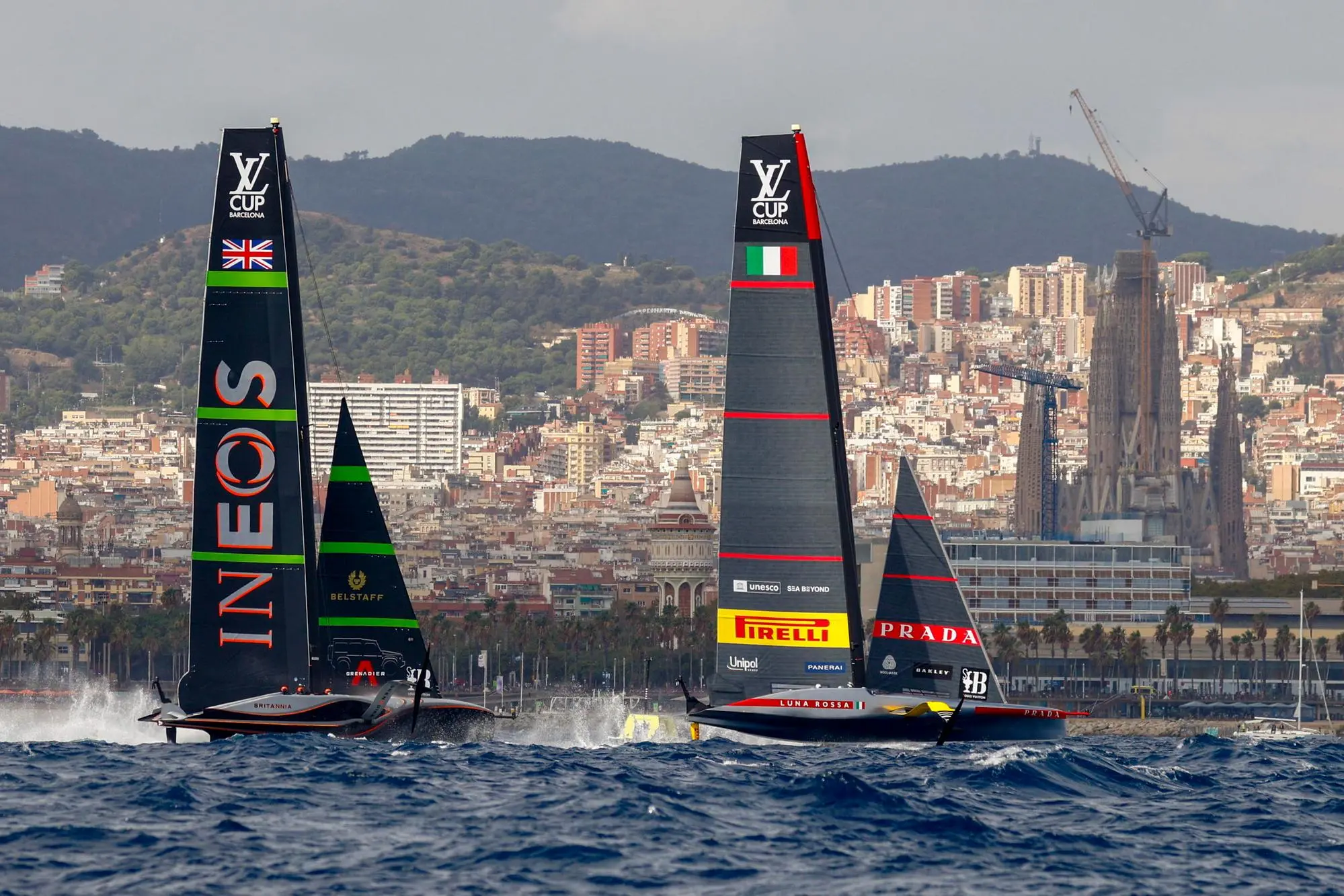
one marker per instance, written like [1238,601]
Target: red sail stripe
[799,558]
[772,284]
[809,196]
[920,578]
[776,415]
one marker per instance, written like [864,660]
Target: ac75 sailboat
[285,637]
[791,641]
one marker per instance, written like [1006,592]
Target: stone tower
[682,546]
[69,527]
[1135,485]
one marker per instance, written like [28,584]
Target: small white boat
[1269,729]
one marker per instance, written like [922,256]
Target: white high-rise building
[407,430]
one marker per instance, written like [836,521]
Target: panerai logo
[768,206]
[245,200]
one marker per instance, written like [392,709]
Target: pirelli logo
[784,629]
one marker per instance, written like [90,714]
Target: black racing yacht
[791,637]
[286,637]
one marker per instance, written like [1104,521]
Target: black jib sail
[788,586]
[924,641]
[251,523]
[366,628]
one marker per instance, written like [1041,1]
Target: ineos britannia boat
[791,640]
[286,639]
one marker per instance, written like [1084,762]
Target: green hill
[73,195]
[390,301]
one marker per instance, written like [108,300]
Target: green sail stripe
[356,622]
[215,557]
[246,414]
[247,280]
[356,547]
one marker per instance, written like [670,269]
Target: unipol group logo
# # # #
§ WHAT THE TASK ASKS
The records above should be duplicated exactly, with none of their pictures kept.

§ WRITTEN RESPONSE
one marker per instance, written like [1238,601]
Target: red sail stripe
[799,558]
[772,284]
[809,196]
[920,578]
[776,415]
one marker per instance, written like [864,660]
Target: ac75 sailboat
[285,637]
[791,641]
one marker per instance, written like [1006,592]
Target: stone tower
[682,546]
[69,527]
[1135,485]
one marker per instance, written like [28,584]
Target: small white boat
[1269,729]
one marker per instance, written like [922,256]
Target: white high-rise building
[407,430]
one marker per instance, written like [836,521]
Target: panerai logo
[768,206]
[245,200]
one marker per instance, written like [392,709]
Target: pirelli logo
[784,629]
one marker per instance, written like [90,714]
Target: black racing yacht
[791,637]
[286,637]
one marker per instance, written like [1104,521]
Target: black jib sail
[788,586]
[924,641]
[251,523]
[366,628]
one marker per instance, written like [1041,1]
Target: ineos britannia boat
[791,640]
[286,639]
one marker per instance, written like [1084,762]
Target: green hill
[73,195]
[390,301]
one marker per instance, written like [108,300]
Target: green sail stripe
[356,622]
[215,557]
[246,414]
[247,280]
[356,547]
one marker per instance, written like [670,269]
Target: unipol group logo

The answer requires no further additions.